• **Selected extract**
•••••

Of all economics papers published this century, the 10^{th} most cited appeared in *Economics Letters *, a journal with an impact factor of 0.5. It makes an inconvenient and counterintuitive point: the sign of the estimate (b̂) of an interaction in a logit/probit regression, need not correspond to the sign of its* effect* on the dependent variable (Ai & Norton 2003, .pdf; 1467 cites).

That is to say, if you run a logit regression like y=logit(b_{1}x_{1}+b_{2}x_{2}+b_{3}x_{1}x_{2}), and get b̂_{3}= .5, a positive interaction estimate, it is possible (and quite likely) that for many xs, the impact of the interaction on the dependent variable is negative; that is, that as x_{1} gets larger, the impact of x_{2} on y gets *smaller*.

This post provides an intuition for that reversal, and discusses when it actually matters.

side note: Many economists run “linear probability models” (OLS) instead of logits, to avoid this problem. But that does not **fix** this problem, it just **hides** it. I may write about that in a future post.

**Buying a house (no math)**

Let’s say your decision to buy a house depends on two independent factors: (i) how much you like it (ii) how good an investment it is.

*Unbounded scale. *If the house decision were on an unbounded scale, say how much to pay for it, liking and investment value would remain independent. If you like the house enough to pay $200k, and in addition it would give you $50k in profits, you’d pay $250k; if the profits were $80k instead of $50k, then pay $280k. Two main effects, no interaction [1].

*Bounded scale. *Now consider, instead of $ paid, measuring how probable it is that you buy the house; a bounded dependent variable (0-1). Imagine you *love* the house (Point C in figure below). Given that enthusiasm, a small increase or drop in how good an investment it is, doesn’t affect the probability much. If you felt lukewarm, in contrast (Point B), a moderate increase in the investment quality could make a difference. And in Point A, moderate changes again don’t matter much.

__Key intuition:__ when the dependent variable is bounded [2], the impact of every independent variable moves it closer/further from that bound, and hence, impacts how flat the curve is, how sensitive the dependent variable it is to changes in *any *other variable. *Every* variable, then, has an interactive effect on *all* variables, even if they are not meaningfully related to one another and even if interaction effects are not included in the regression equation.

**Mechanical vs conceptual interactions**

I call interactions that arise from the non-linearity of the model, mechanical interactions, and those that arise from variables actually influencing each other, __conceptual interactions__.

In life, most conceptual interactions are zero: how much you like the color of the kitchen in a house does not affect how much you care about roomy closets, the natural light in the living room, or the age of the AC system. But, in logit regressions, EVERY mechanical interaction is ≠0; if you love the kitchen enough that you really want to buy the house, you are far to the right in the figure above and so all other attributes now matter less: closets, AC system and natural light all now have less detectable effects on your decision.

•••••

• **Data**
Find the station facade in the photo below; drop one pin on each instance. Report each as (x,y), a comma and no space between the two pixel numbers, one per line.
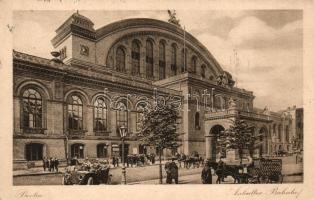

•••••

• **Task requirements**
In two sentences, summarize the post on interaction effects in logit regressions.

• **Result of the task**
In a logit or probit regression, the sign of an interaction's estimate need not match the sign of its effect on the dependent variable, so a positive estimate can go with a negative effect for many values of the variables. Because a bounded dependent variable means every variable moves it closer to or further from its bound, every mechanical interaction in a logit is nonzero, even though most conceptual interactions, where variables actually influence each other, are zero in life.